Rewrite the entries below, replacing "Tag every instance" with "Mark each occurrence" and keeping everything else unchanged. Leave out the pictures.

----------

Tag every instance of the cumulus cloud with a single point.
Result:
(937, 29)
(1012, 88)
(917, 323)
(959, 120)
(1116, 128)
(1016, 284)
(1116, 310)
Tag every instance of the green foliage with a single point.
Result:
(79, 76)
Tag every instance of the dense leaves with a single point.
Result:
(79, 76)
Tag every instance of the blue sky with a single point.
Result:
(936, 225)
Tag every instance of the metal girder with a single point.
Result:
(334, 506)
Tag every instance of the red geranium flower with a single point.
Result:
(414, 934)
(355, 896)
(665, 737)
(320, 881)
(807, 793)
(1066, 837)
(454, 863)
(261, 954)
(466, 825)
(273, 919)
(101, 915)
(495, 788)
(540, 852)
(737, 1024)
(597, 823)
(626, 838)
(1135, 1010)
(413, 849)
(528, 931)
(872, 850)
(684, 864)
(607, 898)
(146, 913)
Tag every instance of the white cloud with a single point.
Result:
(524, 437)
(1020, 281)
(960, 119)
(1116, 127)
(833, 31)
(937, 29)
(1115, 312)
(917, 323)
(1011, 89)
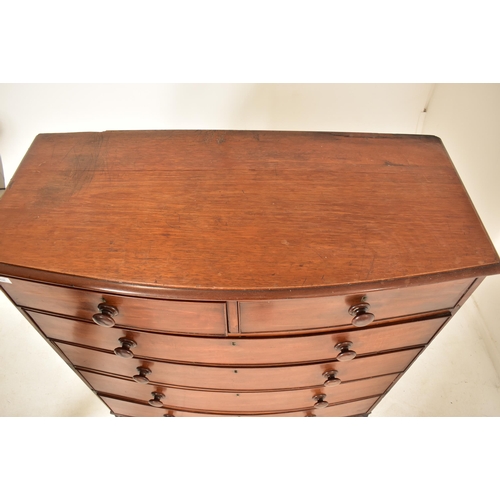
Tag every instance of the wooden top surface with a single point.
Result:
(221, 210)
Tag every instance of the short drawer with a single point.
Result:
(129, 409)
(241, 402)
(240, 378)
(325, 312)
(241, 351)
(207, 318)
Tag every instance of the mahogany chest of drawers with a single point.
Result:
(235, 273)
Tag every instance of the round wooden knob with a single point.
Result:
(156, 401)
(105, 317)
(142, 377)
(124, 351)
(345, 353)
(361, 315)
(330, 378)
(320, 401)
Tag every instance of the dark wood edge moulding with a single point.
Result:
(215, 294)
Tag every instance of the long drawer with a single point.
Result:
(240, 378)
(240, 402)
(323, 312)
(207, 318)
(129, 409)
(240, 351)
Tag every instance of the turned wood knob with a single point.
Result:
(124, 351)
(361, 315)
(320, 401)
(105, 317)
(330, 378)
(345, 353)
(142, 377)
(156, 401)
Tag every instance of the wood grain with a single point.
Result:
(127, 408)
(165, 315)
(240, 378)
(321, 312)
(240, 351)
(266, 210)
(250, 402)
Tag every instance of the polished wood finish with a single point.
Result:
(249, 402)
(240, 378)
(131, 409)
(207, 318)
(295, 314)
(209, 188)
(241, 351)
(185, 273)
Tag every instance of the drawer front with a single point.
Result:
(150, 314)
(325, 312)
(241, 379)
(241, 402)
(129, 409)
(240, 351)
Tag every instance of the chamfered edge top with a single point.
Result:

----------

#### TASK RESULT:
Mark each occurrence of the cumulus cloud with a single point.
Result:
(937, 29)
(1012, 88)
(917, 323)
(959, 120)
(1116, 128)
(1016, 284)
(1116, 310)
Mark each occurrence of the green foliage with a single point.
Result:
(79, 76)
Mark each occurrence of the dense leaves with a single point.
Result:
(79, 76)
Mark each occurrence of the blue sky with a single point.
Result:
(936, 225)
Mark each occurrence of the metal girder with a single point.
Result:
(334, 506)
Mark each occurrence of the red geranium flower with a single point.
Result:
(414, 934)
(355, 896)
(665, 737)
(320, 881)
(807, 793)
(1066, 837)
(454, 863)
(261, 954)
(466, 825)
(273, 919)
(101, 915)
(495, 788)
(540, 852)
(737, 1024)
(597, 823)
(626, 838)
(1135, 1010)
(413, 849)
(528, 931)
(872, 850)
(684, 864)
(607, 898)
(146, 913)
Mark each occurrence of the white cloud with a single point.
Result:
(524, 437)
(1020, 281)
(960, 119)
(1116, 127)
(833, 31)
(937, 29)
(1115, 312)
(917, 323)
(1011, 89)
Mark each occurrence of the wooden top surface with a single point.
Result:
(221, 210)
Mark each occurrence of the short drawer with a single point.
Result:
(129, 409)
(241, 402)
(240, 378)
(325, 312)
(241, 351)
(207, 318)
Mark each occurrence of the mahogany chest of drawers with a single point.
Result:
(235, 273)
Mark each occurrence of the round wooden knob with a single point.
Result:
(156, 401)
(105, 317)
(142, 377)
(124, 351)
(345, 353)
(361, 315)
(330, 378)
(320, 401)
Mark each occurrence of the dark wood edge moulding with a single point.
Result:
(215, 294)
Mark each occurrence of the long drawer with a single point.
Result:
(240, 378)
(240, 402)
(323, 312)
(207, 318)
(129, 409)
(240, 351)
Mark each occurrence of the turned wood knob with a single point.
Result:
(124, 351)
(361, 315)
(320, 401)
(105, 317)
(330, 378)
(345, 353)
(142, 377)
(156, 401)
Mark each occurrence of the wood grain with a single point.
Result:
(127, 408)
(165, 315)
(240, 378)
(321, 312)
(240, 351)
(266, 210)
(250, 402)
Mark each occurrence of the polished wood finish with a single point.
Result:
(249, 402)
(240, 378)
(131, 409)
(207, 318)
(295, 314)
(209, 188)
(241, 351)
(185, 273)
Mark each occurrence of the drawer front with a single point.
Result:
(150, 314)
(325, 312)
(241, 379)
(241, 402)
(129, 409)
(240, 351)
Mark each occurrence of the chamfered edge top with a single point.
Result:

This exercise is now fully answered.